*** Records provided ***

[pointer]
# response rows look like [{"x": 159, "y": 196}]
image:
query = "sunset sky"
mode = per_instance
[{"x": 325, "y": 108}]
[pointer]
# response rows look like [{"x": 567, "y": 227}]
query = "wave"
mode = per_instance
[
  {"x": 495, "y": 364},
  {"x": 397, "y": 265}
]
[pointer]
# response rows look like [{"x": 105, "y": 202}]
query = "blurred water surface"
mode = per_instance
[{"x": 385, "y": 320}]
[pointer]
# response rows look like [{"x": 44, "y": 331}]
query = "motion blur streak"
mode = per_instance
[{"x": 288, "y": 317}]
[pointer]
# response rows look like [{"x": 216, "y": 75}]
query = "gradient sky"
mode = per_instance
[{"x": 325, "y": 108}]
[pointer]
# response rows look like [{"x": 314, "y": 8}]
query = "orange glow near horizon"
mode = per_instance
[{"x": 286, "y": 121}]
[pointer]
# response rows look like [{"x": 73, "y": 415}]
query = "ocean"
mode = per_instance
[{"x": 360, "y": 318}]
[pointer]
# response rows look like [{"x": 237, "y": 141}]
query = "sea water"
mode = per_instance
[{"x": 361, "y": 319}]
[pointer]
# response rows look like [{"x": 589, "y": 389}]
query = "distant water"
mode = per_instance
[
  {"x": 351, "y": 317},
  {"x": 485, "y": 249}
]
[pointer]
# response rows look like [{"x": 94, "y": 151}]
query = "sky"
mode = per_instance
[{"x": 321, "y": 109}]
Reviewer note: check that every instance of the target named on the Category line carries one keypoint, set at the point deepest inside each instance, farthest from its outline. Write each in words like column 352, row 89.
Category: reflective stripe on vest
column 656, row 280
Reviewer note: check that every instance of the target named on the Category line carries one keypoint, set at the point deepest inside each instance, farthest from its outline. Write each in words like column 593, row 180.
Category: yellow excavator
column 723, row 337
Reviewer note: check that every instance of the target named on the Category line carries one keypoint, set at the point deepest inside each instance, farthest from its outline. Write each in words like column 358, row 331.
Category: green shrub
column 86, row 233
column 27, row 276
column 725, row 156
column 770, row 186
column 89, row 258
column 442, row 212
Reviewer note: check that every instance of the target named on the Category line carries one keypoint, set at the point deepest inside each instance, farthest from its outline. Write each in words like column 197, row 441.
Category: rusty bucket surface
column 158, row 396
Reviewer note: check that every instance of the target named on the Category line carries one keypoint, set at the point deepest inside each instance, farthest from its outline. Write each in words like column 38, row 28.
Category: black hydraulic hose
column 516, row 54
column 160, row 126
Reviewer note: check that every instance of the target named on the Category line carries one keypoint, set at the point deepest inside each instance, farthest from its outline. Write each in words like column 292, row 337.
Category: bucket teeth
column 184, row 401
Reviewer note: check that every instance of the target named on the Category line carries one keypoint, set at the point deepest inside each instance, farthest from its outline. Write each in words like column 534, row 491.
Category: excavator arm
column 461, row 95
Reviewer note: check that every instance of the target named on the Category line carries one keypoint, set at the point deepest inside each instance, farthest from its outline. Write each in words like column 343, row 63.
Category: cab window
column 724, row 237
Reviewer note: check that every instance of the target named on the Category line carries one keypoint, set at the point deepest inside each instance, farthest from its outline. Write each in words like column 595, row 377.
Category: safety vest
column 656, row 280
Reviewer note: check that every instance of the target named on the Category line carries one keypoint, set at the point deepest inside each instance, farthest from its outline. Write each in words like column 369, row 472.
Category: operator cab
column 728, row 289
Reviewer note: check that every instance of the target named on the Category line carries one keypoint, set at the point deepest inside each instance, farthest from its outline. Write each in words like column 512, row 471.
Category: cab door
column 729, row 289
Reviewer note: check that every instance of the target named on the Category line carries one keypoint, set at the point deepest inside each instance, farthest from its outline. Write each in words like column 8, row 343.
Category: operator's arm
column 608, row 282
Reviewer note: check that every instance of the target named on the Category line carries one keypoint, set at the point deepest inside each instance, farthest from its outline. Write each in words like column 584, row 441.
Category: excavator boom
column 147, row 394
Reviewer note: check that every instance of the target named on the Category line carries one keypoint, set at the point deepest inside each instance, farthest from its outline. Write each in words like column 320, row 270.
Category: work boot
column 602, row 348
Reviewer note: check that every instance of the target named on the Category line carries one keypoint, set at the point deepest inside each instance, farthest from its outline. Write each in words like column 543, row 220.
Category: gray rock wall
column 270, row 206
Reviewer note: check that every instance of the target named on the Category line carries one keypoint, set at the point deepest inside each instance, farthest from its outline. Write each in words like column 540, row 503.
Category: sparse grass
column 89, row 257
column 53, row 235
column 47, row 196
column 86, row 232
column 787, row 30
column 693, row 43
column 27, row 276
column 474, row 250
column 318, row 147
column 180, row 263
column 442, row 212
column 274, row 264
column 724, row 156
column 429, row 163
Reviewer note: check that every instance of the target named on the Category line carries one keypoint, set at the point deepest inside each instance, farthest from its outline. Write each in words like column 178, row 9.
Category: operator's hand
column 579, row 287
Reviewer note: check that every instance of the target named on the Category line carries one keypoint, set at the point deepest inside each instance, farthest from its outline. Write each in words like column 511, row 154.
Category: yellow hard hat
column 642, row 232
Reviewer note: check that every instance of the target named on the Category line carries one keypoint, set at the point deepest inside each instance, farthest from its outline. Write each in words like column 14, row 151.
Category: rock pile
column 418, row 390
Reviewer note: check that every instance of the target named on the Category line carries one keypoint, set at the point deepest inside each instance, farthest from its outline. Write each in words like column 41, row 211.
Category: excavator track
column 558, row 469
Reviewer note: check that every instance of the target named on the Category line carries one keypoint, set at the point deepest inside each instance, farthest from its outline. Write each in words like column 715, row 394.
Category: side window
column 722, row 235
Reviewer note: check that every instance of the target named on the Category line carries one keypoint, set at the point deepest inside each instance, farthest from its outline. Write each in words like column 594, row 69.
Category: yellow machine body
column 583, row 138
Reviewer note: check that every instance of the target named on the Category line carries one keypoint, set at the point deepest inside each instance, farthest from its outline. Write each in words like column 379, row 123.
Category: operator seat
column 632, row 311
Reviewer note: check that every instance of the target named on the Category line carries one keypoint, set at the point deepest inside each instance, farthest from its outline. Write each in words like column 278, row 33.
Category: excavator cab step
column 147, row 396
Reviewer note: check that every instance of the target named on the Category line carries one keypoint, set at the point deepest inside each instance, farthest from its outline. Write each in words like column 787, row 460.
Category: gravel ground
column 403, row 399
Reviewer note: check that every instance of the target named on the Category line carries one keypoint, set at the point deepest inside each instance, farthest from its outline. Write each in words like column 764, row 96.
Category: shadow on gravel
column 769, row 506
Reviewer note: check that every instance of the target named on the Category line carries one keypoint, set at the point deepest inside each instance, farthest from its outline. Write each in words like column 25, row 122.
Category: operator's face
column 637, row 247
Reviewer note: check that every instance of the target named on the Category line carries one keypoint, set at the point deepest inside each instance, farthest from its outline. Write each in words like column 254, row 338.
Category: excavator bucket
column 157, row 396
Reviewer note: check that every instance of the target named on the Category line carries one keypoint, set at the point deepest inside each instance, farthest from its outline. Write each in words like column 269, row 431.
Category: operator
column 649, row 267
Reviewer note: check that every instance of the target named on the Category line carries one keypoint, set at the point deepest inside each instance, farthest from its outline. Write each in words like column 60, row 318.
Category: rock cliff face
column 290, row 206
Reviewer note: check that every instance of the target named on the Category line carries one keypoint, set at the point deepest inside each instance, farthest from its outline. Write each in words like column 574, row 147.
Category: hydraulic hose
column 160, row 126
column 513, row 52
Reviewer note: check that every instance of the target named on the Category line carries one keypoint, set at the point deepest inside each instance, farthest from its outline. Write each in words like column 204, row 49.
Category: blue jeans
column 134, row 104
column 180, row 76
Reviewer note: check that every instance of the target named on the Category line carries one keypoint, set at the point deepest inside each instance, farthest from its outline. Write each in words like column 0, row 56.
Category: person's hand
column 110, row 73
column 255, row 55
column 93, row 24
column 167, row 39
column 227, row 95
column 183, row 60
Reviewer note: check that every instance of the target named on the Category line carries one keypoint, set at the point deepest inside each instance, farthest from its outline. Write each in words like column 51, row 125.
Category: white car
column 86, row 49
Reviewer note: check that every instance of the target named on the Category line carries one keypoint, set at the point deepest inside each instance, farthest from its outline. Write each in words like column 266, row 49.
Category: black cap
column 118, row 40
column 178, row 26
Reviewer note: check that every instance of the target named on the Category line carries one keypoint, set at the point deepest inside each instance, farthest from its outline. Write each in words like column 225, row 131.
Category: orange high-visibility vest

*** End of Records provided ***

*Prompt*.
Check each line of the data above for the word "response" and copy the ones where it is found.

*Answer to this task*.
# response rows look like [{"x": 159, "y": 196}]
# response rows look like [{"x": 567, "y": 227}]
# response rows look like [{"x": 105, "y": 202}]
# response rows look like [{"x": 44, "y": 331}]
# response rows look like [{"x": 216, "y": 75}]
# response rows look like [{"x": 314, "y": 8}]
# response rows look like [{"x": 73, "y": 415}]
# response rows look like [{"x": 237, "y": 141}]
# response rows look like [{"x": 589, "y": 389}]
# response rows look like [{"x": 94, "y": 151}]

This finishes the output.